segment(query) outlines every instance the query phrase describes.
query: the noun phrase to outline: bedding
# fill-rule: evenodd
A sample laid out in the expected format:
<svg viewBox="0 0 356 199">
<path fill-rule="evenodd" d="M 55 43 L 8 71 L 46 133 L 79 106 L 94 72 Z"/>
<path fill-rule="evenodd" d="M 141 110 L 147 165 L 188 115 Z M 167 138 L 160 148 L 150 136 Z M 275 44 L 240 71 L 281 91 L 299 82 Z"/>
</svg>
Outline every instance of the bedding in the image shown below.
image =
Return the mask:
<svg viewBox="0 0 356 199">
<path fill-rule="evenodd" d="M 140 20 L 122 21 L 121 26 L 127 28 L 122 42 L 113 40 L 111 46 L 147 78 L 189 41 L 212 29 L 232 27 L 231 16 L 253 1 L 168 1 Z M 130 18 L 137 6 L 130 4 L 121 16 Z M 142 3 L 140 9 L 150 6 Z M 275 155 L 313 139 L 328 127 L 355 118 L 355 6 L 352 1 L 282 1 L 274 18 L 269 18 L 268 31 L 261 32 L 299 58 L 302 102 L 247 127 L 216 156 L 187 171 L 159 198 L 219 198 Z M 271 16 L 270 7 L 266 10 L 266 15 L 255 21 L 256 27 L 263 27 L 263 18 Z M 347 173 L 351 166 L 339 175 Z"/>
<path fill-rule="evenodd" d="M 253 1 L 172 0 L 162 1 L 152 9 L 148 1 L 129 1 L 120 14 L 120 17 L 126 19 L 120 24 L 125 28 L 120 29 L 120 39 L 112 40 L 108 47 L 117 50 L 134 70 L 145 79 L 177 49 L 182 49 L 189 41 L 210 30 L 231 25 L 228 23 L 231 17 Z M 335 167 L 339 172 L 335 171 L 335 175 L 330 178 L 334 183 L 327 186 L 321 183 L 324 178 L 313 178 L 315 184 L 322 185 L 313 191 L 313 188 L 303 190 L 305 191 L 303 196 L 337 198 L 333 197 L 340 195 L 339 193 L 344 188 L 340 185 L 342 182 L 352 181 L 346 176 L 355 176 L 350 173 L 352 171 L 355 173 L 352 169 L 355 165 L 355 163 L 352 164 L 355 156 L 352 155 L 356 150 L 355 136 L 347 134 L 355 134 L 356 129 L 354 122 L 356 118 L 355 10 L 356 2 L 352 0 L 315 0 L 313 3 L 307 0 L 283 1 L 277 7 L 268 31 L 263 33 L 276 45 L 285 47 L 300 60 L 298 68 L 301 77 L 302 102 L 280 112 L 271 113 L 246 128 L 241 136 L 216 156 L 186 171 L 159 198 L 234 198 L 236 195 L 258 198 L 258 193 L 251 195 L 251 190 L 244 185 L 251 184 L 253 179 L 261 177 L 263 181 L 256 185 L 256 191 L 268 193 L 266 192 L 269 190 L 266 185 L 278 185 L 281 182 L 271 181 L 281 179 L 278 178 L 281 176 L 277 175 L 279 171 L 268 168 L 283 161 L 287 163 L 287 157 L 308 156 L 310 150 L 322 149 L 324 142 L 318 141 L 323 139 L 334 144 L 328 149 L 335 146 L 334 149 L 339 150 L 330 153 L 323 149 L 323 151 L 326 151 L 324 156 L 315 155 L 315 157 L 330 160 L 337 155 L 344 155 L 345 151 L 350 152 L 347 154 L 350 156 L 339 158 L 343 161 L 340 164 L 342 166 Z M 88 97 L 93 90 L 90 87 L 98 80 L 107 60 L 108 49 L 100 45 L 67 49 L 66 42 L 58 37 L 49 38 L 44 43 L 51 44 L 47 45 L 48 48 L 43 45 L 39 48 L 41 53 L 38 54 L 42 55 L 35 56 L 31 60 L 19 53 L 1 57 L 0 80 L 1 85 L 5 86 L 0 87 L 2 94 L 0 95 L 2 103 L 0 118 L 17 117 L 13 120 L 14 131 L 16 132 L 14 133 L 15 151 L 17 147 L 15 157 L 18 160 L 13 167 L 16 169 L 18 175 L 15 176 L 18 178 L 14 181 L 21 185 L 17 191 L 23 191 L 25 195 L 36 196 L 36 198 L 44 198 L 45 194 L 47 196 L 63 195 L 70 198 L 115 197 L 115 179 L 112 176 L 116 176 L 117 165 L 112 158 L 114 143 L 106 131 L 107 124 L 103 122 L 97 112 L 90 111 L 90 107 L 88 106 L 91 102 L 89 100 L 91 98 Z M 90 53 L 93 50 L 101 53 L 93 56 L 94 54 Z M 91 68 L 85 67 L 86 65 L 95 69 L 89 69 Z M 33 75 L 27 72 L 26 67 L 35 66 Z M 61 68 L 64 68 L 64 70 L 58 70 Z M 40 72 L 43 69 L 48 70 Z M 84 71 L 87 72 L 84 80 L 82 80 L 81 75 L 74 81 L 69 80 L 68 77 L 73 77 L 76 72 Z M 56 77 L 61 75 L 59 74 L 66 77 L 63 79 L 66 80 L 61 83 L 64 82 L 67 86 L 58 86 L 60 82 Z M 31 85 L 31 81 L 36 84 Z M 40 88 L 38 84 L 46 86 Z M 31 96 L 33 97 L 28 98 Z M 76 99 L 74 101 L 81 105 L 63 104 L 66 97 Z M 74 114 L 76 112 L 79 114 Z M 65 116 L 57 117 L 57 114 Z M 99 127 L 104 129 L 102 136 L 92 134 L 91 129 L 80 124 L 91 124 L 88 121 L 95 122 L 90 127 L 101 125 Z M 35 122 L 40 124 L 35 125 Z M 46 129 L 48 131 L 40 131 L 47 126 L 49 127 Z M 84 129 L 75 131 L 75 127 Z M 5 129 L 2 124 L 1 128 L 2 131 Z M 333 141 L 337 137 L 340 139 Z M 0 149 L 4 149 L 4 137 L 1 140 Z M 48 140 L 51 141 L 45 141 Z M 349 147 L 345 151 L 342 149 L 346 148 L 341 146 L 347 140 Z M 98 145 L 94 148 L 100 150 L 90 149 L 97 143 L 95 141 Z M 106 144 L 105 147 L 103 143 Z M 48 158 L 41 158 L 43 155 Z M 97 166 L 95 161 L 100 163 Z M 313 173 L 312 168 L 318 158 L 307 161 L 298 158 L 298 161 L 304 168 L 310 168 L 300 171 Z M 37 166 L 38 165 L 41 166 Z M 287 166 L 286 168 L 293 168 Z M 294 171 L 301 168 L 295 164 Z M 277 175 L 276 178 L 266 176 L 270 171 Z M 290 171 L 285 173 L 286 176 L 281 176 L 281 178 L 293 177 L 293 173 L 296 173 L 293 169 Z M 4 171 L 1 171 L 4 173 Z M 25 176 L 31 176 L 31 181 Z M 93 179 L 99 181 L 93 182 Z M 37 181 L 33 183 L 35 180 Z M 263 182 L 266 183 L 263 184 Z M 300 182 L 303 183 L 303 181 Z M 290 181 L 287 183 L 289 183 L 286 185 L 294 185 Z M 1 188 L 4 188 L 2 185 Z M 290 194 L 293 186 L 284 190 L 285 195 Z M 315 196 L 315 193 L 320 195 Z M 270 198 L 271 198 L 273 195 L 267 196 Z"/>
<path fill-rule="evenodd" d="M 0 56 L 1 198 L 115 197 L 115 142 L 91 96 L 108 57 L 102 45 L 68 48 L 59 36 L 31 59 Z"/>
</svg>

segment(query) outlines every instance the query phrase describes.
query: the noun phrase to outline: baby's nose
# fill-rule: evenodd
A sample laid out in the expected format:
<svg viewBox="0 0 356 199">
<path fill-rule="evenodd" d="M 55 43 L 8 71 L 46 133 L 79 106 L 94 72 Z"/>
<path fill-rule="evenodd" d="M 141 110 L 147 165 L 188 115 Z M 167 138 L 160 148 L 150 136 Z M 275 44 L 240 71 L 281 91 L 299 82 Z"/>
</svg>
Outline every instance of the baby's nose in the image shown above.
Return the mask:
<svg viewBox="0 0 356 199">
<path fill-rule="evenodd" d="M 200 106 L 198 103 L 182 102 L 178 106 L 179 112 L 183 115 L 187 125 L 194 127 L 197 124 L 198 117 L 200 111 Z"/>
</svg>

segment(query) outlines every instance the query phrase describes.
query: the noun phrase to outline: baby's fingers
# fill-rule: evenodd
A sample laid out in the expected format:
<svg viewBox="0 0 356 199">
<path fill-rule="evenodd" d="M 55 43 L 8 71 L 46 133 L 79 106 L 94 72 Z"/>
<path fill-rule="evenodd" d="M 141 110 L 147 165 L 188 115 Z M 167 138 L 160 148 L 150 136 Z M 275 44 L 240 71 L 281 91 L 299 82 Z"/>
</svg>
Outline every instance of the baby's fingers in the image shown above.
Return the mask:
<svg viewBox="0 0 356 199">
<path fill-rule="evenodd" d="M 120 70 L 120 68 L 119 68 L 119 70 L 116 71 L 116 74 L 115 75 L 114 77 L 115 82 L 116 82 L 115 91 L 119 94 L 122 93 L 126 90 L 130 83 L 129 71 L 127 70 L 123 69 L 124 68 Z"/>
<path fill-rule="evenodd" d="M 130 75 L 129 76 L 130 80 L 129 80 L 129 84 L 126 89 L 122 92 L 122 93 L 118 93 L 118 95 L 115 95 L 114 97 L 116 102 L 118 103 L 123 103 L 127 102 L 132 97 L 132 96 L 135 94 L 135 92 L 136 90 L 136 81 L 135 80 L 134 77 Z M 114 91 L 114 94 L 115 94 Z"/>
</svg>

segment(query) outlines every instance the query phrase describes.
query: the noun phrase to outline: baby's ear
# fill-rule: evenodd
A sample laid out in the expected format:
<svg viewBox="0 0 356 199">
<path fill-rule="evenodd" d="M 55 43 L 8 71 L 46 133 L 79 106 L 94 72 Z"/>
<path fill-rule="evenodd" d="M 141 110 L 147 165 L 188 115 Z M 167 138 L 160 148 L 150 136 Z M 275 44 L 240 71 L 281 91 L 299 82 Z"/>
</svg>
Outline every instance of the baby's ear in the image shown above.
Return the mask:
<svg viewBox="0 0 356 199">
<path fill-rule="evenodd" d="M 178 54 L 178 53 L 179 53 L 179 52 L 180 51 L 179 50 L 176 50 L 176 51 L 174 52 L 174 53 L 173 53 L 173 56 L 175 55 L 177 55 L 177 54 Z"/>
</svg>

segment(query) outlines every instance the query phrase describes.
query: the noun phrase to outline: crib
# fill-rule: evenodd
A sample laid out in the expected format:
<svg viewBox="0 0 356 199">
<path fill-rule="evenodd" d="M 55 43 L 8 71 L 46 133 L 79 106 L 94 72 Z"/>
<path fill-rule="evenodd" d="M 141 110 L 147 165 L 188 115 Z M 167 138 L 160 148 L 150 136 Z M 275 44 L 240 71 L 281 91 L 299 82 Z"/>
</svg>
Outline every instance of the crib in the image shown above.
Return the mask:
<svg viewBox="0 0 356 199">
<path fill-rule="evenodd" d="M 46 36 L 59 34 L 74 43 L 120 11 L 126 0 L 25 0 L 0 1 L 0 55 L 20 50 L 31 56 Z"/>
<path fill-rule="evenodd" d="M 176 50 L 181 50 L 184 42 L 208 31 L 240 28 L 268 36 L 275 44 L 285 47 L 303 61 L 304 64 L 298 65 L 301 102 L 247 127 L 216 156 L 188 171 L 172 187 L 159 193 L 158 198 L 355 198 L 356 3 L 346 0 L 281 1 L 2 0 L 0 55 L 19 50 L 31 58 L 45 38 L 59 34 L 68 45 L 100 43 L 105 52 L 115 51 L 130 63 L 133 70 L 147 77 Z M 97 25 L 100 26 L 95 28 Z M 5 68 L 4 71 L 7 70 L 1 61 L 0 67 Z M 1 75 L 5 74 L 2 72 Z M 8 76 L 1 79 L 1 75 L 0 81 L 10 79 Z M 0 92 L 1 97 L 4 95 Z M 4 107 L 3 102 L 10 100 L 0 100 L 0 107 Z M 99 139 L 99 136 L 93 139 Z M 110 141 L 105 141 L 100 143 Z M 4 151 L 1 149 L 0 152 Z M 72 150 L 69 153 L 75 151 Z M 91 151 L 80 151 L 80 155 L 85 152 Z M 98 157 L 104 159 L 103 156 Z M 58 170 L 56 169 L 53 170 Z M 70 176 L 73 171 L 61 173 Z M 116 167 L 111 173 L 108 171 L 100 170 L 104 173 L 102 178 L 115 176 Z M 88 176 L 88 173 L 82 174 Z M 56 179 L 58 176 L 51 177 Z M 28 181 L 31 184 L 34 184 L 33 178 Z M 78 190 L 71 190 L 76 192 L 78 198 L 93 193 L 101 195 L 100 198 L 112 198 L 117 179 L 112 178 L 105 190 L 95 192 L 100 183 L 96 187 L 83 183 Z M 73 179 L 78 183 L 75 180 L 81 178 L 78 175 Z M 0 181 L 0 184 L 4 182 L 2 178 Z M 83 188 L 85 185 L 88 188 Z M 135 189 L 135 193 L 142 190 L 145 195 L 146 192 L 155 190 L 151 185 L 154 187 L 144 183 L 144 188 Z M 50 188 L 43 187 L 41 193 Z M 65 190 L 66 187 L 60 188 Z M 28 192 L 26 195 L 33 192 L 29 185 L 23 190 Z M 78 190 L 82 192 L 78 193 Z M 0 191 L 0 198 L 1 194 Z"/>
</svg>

---------------

- WHAT THE TASK ASKS
Return every line of the records above that contains the string "fingers", matching case exactly.

- OUTPUT BELOW
query: the noun phrase to outline: baby's fingers
Outline every instance of the baby's fingers in the image shown above.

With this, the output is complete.